#### Objective:
Reproduce every item below verbatim, line for line, but omit the pictures.

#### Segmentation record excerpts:
────────────────────────────────────────
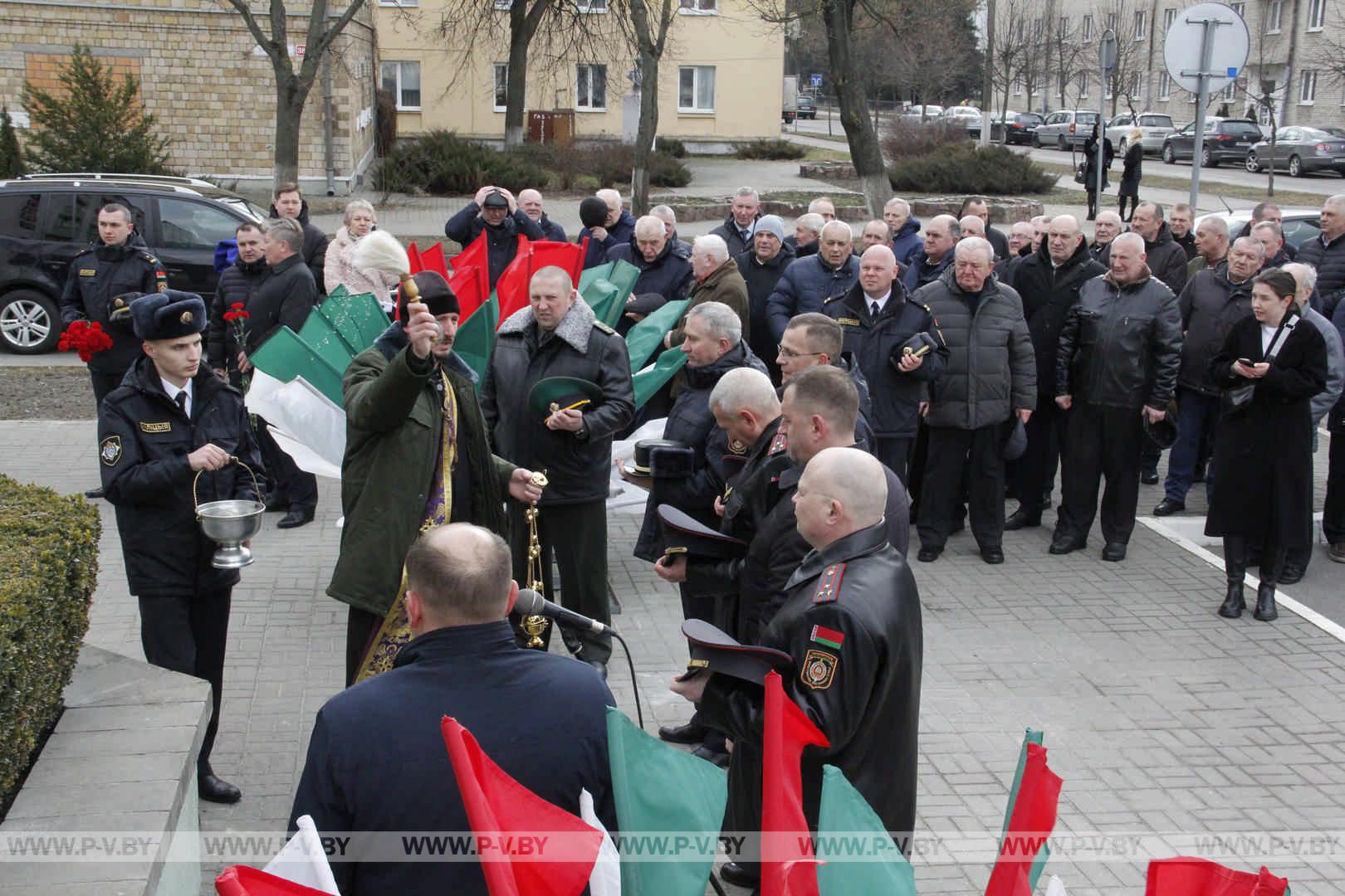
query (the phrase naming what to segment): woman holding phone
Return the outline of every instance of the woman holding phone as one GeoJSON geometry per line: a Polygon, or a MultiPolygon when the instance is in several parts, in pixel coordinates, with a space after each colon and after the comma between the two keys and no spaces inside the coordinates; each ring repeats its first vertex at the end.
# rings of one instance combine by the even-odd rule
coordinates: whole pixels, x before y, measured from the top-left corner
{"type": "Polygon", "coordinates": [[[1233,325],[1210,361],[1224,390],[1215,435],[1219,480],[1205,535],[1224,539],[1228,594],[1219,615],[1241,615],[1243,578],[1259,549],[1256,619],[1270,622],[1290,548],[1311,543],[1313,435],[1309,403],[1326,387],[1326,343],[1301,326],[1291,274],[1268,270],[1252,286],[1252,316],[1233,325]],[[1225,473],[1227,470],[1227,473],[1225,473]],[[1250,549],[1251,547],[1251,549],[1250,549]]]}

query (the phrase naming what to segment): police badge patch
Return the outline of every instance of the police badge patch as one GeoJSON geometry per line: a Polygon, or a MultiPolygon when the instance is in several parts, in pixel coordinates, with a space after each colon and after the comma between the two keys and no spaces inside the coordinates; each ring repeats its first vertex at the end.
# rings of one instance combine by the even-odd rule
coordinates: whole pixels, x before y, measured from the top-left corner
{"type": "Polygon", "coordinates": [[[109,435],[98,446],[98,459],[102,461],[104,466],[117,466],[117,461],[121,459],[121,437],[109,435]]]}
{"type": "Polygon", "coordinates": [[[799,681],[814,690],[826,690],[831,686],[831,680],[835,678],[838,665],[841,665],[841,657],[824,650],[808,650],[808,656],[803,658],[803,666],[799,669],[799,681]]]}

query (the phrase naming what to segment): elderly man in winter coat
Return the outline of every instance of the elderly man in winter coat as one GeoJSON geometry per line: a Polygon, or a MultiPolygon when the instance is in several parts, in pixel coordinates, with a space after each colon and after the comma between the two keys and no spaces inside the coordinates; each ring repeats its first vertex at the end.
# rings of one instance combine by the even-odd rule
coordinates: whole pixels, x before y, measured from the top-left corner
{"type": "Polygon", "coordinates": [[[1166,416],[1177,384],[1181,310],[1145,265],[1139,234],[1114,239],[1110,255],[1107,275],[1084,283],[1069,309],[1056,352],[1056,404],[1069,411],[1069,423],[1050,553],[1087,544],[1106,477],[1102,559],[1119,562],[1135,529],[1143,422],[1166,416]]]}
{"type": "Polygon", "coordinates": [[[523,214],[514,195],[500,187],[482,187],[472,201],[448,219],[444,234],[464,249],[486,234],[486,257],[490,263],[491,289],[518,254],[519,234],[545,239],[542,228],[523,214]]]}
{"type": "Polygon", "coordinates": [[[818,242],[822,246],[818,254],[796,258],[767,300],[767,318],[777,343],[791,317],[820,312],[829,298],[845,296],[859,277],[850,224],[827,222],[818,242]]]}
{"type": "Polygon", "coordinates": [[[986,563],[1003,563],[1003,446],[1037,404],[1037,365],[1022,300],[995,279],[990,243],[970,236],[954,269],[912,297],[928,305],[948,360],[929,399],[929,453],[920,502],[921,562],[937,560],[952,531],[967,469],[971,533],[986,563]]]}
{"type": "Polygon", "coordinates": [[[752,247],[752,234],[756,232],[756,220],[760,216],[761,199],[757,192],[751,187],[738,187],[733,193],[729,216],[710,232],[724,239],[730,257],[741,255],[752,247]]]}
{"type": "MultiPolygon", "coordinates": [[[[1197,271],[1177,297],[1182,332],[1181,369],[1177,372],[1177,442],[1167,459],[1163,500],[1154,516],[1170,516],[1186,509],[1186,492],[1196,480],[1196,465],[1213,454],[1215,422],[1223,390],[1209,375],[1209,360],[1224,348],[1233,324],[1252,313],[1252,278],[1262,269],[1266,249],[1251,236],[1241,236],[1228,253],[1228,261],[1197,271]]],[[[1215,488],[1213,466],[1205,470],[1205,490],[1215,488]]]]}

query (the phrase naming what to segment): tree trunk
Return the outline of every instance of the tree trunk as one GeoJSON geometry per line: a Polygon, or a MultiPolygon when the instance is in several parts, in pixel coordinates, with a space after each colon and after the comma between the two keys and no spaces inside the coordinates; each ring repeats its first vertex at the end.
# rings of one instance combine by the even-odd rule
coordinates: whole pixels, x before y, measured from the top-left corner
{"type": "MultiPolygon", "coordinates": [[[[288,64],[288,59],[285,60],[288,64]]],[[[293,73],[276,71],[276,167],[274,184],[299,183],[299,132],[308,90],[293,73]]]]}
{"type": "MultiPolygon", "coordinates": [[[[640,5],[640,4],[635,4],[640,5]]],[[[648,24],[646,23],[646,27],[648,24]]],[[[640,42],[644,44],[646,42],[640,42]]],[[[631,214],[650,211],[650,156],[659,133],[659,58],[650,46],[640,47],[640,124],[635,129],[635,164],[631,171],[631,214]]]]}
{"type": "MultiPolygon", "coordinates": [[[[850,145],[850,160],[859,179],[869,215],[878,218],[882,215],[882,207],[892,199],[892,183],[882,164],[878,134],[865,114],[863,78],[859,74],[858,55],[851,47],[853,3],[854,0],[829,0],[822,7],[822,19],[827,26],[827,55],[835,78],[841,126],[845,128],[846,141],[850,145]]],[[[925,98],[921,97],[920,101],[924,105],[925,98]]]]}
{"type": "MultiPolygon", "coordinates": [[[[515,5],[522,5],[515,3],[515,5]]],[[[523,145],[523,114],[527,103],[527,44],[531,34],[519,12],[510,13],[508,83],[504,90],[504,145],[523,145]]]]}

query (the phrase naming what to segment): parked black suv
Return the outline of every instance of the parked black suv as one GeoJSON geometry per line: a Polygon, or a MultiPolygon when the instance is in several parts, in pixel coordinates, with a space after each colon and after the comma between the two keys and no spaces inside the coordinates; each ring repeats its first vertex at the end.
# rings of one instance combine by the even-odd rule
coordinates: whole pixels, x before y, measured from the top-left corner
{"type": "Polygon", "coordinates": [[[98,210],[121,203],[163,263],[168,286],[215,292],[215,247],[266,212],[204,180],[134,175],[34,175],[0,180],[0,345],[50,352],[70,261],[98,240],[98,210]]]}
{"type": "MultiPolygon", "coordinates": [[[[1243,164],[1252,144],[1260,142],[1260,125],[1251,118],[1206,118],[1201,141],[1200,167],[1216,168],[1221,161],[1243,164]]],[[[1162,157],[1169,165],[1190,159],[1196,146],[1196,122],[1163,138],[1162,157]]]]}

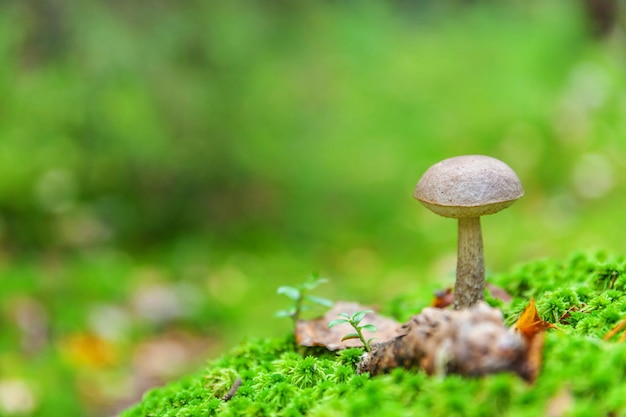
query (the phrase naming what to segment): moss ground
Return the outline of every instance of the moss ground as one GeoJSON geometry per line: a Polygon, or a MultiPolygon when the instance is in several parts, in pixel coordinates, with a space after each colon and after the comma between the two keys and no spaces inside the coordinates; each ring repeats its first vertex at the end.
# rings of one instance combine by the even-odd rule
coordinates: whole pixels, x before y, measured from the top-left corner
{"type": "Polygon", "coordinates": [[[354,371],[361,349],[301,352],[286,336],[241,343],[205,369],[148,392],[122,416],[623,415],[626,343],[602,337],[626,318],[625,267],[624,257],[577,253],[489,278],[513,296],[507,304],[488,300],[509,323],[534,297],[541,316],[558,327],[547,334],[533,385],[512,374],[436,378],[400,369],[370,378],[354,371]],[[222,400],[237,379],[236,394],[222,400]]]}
────────────────────────────────────────
#### Result of this task:
query (the phrase naming what to segment): woman holding phone
Return the outline of every instance of the woman holding phone as one GeoJSON geometry per line: a Polygon, or a MultiPolygon when the instance is in several parts, in pixel coordinates, with a space after each colon and after the comma between the two keys and no spaces inside the coordinates; each ring repeats its first vertex at the end.
# rings of one instance combine by the even-odd rule
coordinates: whole pixels, x before y, measured from the top-left corner
{"type": "Polygon", "coordinates": [[[1233,325],[1210,361],[1224,390],[1215,435],[1219,480],[1205,535],[1224,539],[1228,594],[1219,615],[1241,615],[1243,578],[1259,549],[1256,619],[1270,622],[1290,548],[1311,543],[1313,435],[1309,403],[1326,387],[1326,343],[1301,326],[1291,274],[1268,270],[1252,286],[1252,316],[1233,325]],[[1225,473],[1227,470],[1227,473],[1225,473]],[[1250,549],[1251,547],[1251,549],[1250,549]]]}

query (the phrase naming what to segment): police badge patch
Return the outline of every instance of the police badge patch as one GeoJSON geometry per line: a Polygon, or a MultiPolygon when the instance is in several parts, in pixel coordinates, with a space after each colon and after the comma between the two keys and no spaces inside the coordinates; each ring repeats its first vertex at the end.
# rings of one instance combine by the even-odd rule
coordinates: whole pixels, x before y, measured from the top-left corner
{"type": "Polygon", "coordinates": [[[109,435],[98,446],[98,459],[102,461],[104,466],[117,466],[117,461],[121,459],[121,437],[109,435]]]}
{"type": "Polygon", "coordinates": [[[799,681],[814,690],[826,690],[831,686],[831,680],[835,678],[838,665],[841,665],[841,657],[824,650],[808,650],[808,656],[803,658],[803,666],[799,669],[799,681]]]}

query (the phrase naming what to segment): elderly man in winter coat
Return the outline of every instance of the elderly man in winter coat as one GeoJSON geometry per line: a Polygon, or a MultiPolygon when the instance is in several parts, in pixel coordinates, with a space after each colon and after the comma between the two keys and no spaces inside the coordinates; each ring repeats its first vertex at the end.
# rings of one instance combine by the even-odd rule
coordinates: whole pixels, x before y, measured from the top-left corner
{"type": "Polygon", "coordinates": [[[1166,416],[1177,384],[1181,310],[1145,265],[1139,234],[1114,239],[1110,255],[1107,275],[1084,283],[1069,309],[1056,352],[1056,404],[1069,411],[1069,423],[1050,553],[1087,544],[1106,477],[1102,559],[1119,562],[1135,529],[1143,422],[1166,416]]]}
{"type": "Polygon", "coordinates": [[[523,214],[514,195],[500,187],[482,187],[472,201],[448,219],[444,234],[464,249],[486,234],[486,257],[490,263],[491,289],[518,254],[519,234],[545,239],[542,228],[523,214]]]}
{"type": "Polygon", "coordinates": [[[818,242],[822,246],[818,254],[796,258],[767,300],[767,318],[777,343],[791,317],[820,312],[829,298],[845,296],[859,277],[850,224],[827,222],[818,242]]]}
{"type": "Polygon", "coordinates": [[[986,563],[1003,563],[1003,446],[1037,404],[1037,365],[1022,300],[995,279],[990,243],[970,236],[954,269],[912,297],[928,305],[948,360],[929,399],[929,453],[920,502],[921,562],[937,560],[952,531],[967,469],[971,533],[986,563]]]}
{"type": "Polygon", "coordinates": [[[752,247],[752,234],[756,232],[756,220],[760,216],[761,199],[757,192],[751,187],[738,187],[733,193],[729,216],[710,232],[724,239],[730,257],[741,255],[752,247]]]}
{"type": "MultiPolygon", "coordinates": [[[[1197,271],[1177,297],[1182,332],[1181,369],[1177,372],[1177,442],[1167,459],[1163,500],[1154,516],[1170,516],[1186,509],[1186,492],[1196,480],[1196,465],[1213,454],[1215,422],[1223,390],[1209,375],[1209,360],[1224,348],[1233,324],[1252,313],[1252,278],[1262,269],[1266,249],[1251,236],[1241,236],[1228,253],[1228,261],[1197,271]]],[[[1215,488],[1213,466],[1205,470],[1205,490],[1215,488]]]]}

query (the phrase naming what to segment): tree trunk
Return the outline of every instance of the tree trunk as one GeoJSON geometry per line: a Polygon, or a MultiPolygon when the instance is in several parts, in pixel coordinates, with a space after each colon and after the comma between the two keys and no spaces inside the coordinates; each ring repeats its first vertex at the end.
# rings of one instance combine by the even-odd rule
coordinates: whole pixels, x before y, measured from the top-left corner
{"type": "MultiPolygon", "coordinates": [[[[288,64],[288,59],[285,60],[288,64]]],[[[293,73],[276,71],[276,167],[274,184],[299,183],[299,132],[308,90],[293,73]]]]}
{"type": "MultiPolygon", "coordinates": [[[[640,5],[640,4],[635,4],[640,5]]],[[[648,24],[646,23],[646,27],[648,24]]],[[[640,42],[644,44],[646,42],[640,42]]],[[[631,214],[650,211],[650,156],[659,133],[659,58],[650,46],[640,47],[640,124],[635,129],[635,164],[631,171],[631,214]]]]}
{"type": "MultiPolygon", "coordinates": [[[[850,145],[850,160],[859,179],[869,215],[878,218],[882,215],[882,207],[892,199],[892,183],[882,164],[878,134],[865,114],[863,78],[859,74],[858,55],[851,47],[853,3],[854,0],[829,0],[822,7],[822,19],[827,26],[827,55],[835,78],[841,126],[845,128],[846,141],[850,145]]],[[[925,98],[921,97],[920,101],[924,105],[925,98]]]]}
{"type": "MultiPolygon", "coordinates": [[[[515,5],[522,5],[515,3],[515,5]]],[[[523,145],[523,114],[527,103],[527,44],[531,34],[519,12],[510,13],[508,83],[504,90],[504,145],[523,145]]]]}

query (the phrase naming what to segment): parked black suv
Return the outline of every instance of the parked black suv as one GeoJSON geometry per line: a Polygon, or a MultiPolygon when the instance is in several parts, in pixel coordinates, with a space after each colon and after the comma between the two keys and no spaces inside the coordinates; each ring repeats its first vertex at the end.
# rings of one instance combine by the even-odd rule
coordinates: whole pixels, x before y, measured from the top-left corner
{"type": "Polygon", "coordinates": [[[98,210],[121,203],[163,263],[168,286],[215,292],[215,247],[266,212],[204,180],[134,175],[34,175],[0,180],[0,345],[50,352],[70,261],[98,240],[98,210]]]}
{"type": "MultiPolygon", "coordinates": [[[[1243,164],[1252,144],[1260,142],[1260,125],[1251,118],[1206,118],[1201,141],[1200,167],[1216,168],[1221,161],[1243,164]]],[[[1162,157],[1169,165],[1190,159],[1196,146],[1196,122],[1163,138],[1162,157]]]]}

query (the phrase naming what to segment): moss ground
Return the outline of every instance of the moss ground as one GeoJSON geometry per line: a Polygon, or a MultiPolygon when the instance is in several parts, in pixel coordinates, with a space after each colon and after the comma between the two keys and no spaces inside the coordinates; each ring repeats its first vertex at the end.
# rings of one instance combine by the even-odd rule
coordinates: whole pixels, x before y, measured from the top-left corner
{"type": "Polygon", "coordinates": [[[354,371],[361,349],[301,352],[286,336],[241,343],[205,369],[148,392],[122,416],[623,415],[626,343],[602,337],[626,318],[625,267],[624,257],[577,253],[489,278],[513,296],[507,304],[488,300],[509,323],[534,297],[541,316],[558,327],[547,334],[533,385],[512,374],[436,378],[400,369],[370,378],[354,371]],[[222,400],[237,379],[236,394],[222,400]]]}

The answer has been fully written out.